- **ENUNCIADO A**
Repita, por favor, o trecho da matéria sobre saneamento que começa em "(FALTA DE) SANEAMENTO: MAIS" e termina em "tem dejetos coletados.".
- **ENUNCIADO B**
Segundo a matéria sobre saneamento, que percentual das residências de Rondônia está ligado a redes de coleta de esgoto?
- **ENUNCIADO C**
Liste todos os estados mencionados na matéria sobre saneamento.

- **ARTIGO**
-------------------------

(FALTA DE) SANEAMENTO: MAIS DE 90% DA POPULAÇÃO DE RO, PA, AP E AM NÃO TEM COLETA DE ESGOTO, REVELA TRATA BRASIL
Nos últimos três anos, o Brasil reduziu os investimentos em saneamento
básico em R$ 1,28 bilhão; principal entrave, segundo especialistas, está na
falta de investimentos
Apenas
quatro em cada 100 residências em Rondônia (4,05%) estão ligadas a redes de
coleta de esgoto. O número deixa o estado como pior colocado do país quando se
observa a cobertura do serviço nas outras Unidades da Federação. No Pará e no
Amapá, a taxa é menor que 7%. O Amazonas completa a lista dos estados da região
em que mais de 90% da população não tem dejetos coletados.
Apesar
de terem uma cobertura maior, Tocantins, Acre e Roraima ainda oferecem coleta
de esgoto abaixo dos 70%, índice considerado satisfatório para o serviço. Os
dados foram divulgados pelo Instituto Trata Brasil este mês e são referentes ao
ano de 2017.
Segundo
especialistas, a falta de investimentos em saneamento básico ainda é o
principal problema a ser enfrentado. Na avaliação do professor de geografia
urbana da Universidade Federal do Amazonas, Marcos Castro, o cenário crítico,
comparável ao de países africanos, reforça a necessidade de abertura do setor
para investimentos privados. Isso, segundo o especialista, pode representar um
avanço significativo na qualidade dos serviços oferecidos à população.
“Em
vista da precariedade do serviço e da incapacidade do poder público em arcar
com essa demanda, a melhor solução seria abrir a concorrência de empresas. Nós
temos que romper essa cultura de governança de improviso. É preciso investir
mais em saneamento básico, em sistemas de drenagem e esgoto, já que é uma
questão de saúde pública”, analisa.

-------------------------

(Registros de um conjunto de dados)
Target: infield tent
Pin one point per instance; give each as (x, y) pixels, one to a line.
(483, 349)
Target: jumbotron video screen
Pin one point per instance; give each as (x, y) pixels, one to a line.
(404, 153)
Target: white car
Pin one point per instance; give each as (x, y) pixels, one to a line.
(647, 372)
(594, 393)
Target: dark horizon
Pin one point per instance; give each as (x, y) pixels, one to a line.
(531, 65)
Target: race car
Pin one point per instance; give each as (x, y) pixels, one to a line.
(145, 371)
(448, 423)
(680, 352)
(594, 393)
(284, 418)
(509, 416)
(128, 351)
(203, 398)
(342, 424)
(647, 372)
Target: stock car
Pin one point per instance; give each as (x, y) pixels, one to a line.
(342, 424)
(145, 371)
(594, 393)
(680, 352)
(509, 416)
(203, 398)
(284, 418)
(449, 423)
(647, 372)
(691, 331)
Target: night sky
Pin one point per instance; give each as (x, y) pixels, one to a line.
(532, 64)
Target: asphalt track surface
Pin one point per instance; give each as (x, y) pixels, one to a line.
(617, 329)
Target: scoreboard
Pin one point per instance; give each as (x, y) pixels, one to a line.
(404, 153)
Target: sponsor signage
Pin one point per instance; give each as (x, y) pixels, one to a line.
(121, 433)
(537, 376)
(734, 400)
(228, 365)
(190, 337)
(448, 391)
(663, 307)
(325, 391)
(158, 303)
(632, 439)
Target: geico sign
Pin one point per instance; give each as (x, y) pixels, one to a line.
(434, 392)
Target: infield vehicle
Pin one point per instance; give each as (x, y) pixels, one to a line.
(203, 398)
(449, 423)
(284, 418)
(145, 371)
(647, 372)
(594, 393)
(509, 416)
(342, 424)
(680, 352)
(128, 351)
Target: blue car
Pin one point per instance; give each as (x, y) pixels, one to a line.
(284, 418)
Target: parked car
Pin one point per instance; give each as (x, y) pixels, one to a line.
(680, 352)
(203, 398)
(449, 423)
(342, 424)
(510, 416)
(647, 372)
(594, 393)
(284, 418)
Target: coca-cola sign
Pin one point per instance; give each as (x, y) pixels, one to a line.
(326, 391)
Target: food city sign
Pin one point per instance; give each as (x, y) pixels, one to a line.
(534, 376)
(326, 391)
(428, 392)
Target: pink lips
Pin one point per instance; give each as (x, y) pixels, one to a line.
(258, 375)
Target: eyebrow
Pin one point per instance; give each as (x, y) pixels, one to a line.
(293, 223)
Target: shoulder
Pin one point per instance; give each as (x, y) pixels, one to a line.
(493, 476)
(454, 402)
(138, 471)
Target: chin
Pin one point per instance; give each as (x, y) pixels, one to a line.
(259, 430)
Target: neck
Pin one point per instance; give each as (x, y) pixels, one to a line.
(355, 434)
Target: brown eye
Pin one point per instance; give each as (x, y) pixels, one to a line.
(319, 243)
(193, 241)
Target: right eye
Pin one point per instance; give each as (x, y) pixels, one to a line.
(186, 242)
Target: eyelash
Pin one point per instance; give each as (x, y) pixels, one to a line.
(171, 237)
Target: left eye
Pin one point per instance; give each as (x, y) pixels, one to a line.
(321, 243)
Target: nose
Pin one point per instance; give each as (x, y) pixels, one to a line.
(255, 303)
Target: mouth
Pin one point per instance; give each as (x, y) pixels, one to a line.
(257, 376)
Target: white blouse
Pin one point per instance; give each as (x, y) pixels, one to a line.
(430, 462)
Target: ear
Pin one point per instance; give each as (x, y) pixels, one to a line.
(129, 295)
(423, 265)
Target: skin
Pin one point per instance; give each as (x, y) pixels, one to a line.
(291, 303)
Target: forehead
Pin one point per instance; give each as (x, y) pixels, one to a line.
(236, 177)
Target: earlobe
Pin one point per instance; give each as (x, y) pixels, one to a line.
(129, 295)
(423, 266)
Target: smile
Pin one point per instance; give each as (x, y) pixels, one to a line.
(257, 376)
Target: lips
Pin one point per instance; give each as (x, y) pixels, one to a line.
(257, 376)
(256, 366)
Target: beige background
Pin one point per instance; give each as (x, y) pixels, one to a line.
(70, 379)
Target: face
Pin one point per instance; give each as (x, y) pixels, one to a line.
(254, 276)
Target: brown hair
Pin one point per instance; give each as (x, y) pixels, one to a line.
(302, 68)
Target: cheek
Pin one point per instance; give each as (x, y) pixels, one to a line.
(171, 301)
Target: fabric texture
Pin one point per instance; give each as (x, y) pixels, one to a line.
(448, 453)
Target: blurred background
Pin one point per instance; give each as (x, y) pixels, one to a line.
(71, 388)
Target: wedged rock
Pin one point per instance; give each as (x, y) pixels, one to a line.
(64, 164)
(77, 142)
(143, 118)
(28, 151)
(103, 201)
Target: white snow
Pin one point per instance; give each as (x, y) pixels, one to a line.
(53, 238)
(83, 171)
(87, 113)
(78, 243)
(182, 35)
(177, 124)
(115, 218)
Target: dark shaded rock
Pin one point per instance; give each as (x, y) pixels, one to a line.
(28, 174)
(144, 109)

-------------------------

- **RESPOSTA COMPLETA A**
(FALTA DE) SANEAMENTO: MAIS DE 90% DA POPULAÇÃO DE RO, PA, AP E AM NÃO TEM COLETA DE ESGOTO, REVELA TRATA BRASIL
Nos últimos três anos, o Brasil reduziu os investimentos em saneamento
básico em R$ 1,28 bilhão; principal entrave, segundo especialistas, está na
falta de investimentos
Apenas
quatro em cada 100 residências em Rondônia (4,05%) estão ligadas a redes de
coleta de esgoto. O número deixa o estado como pior colocado do país quando se
observa a cobertura do serviço nas outras Unidades da Federação. No Pará e no
Amapá, a taxa é menor que 7%. O Amazonas completa a lista dos estados da região
em que mais de 90% da população não tem dejetos coletados.

- **RESPOSTA COMPLETA B**
4,05%, ou seja, apenas quatro em cada 100 residências.

- **RESPOSTA COMPLETA C**
Rondônia, Pará, Amapá, Amazonas, Tocantins, Acre, Roraima